__REQUIRED WORK__. Reproduce the entire listing below, requests included, after multiplying every x and y coordinate in the answers by 1.75. Round each result to a whole number, rounding halves up.

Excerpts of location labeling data

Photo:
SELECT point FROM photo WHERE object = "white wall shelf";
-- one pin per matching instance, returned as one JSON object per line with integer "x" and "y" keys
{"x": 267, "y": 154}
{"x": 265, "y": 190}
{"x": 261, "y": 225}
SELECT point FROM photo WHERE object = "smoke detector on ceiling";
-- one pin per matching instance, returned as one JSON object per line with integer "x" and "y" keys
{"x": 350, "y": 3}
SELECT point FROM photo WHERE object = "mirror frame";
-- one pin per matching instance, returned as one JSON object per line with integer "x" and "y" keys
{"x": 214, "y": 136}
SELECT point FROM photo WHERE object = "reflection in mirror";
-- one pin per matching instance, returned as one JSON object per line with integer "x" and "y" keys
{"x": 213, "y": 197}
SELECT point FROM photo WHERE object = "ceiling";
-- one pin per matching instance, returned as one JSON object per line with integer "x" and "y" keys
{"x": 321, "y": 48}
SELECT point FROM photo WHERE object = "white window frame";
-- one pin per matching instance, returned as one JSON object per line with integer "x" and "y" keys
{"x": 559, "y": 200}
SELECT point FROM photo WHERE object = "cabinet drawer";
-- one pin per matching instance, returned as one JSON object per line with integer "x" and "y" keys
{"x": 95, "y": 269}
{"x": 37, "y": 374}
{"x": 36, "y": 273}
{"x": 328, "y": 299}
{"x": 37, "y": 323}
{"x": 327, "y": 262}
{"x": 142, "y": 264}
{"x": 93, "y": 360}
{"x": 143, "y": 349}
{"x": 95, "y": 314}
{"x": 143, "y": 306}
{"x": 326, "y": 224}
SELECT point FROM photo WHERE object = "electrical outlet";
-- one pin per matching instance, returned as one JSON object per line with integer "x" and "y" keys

__RESPONSE BELOW__.
Photo:
SELECT point FROM photo WHERE object = "white wall shelf";
-- one pin per matching instance, returned as one JSON object per line with integer "x" and "y" keys
{"x": 467, "y": 270}
{"x": 464, "y": 333}
{"x": 457, "y": 394}
SELECT point FROM photo WHERE object = "smoke detector on ceiling";
-- one pin per matching instance, returned as one JSON object per line with integer "x" and "y" keys
{"x": 613, "y": 5}
SELECT point FROM photo WHERE object = "mirror frame";
-- one pin per matching instance, returned as one JSON object per line with integer "x" and "y" keys
{"x": 375, "y": 238}
SELECT point FROM photo WHERE object = "reflection in mirror";
-- one pin per matching instance, returned as one JSON object per line with integer "x" and "y" keys
{"x": 373, "y": 345}
SELECT point FROM photo WHERE object = "ceiling";
-- one pin per matching instance, returned as one JSON object per line with integer "x" and "y" keys
{"x": 562, "y": 84}
SELECT point FROM photo WHERE object = "white window frame";
-- one pin per matching instance, returned as one JSON object per line with integer "x" and "y" keys
{"x": 978, "y": 350}
SELECT point FROM photo WHERE object = "cabinet drawer";
-- one pin per matching instance, returned as one JSON object per line with integer "x" and "y" keys
{"x": 166, "y": 471}
{"x": 65, "y": 655}
{"x": 63, "y": 478}
{"x": 574, "y": 523}
{"x": 65, "y": 565}
{"x": 572, "y": 459}
{"x": 249, "y": 462}
{"x": 163, "y": 630}
{"x": 250, "y": 611}
{"x": 166, "y": 550}
{"x": 250, "y": 536}
{"x": 571, "y": 392}
SELECT point FROM photo WHERE object = "electrical outlet";
-- one pin per matching instance, returned as one JSON object per line with integer "x" and "y" keys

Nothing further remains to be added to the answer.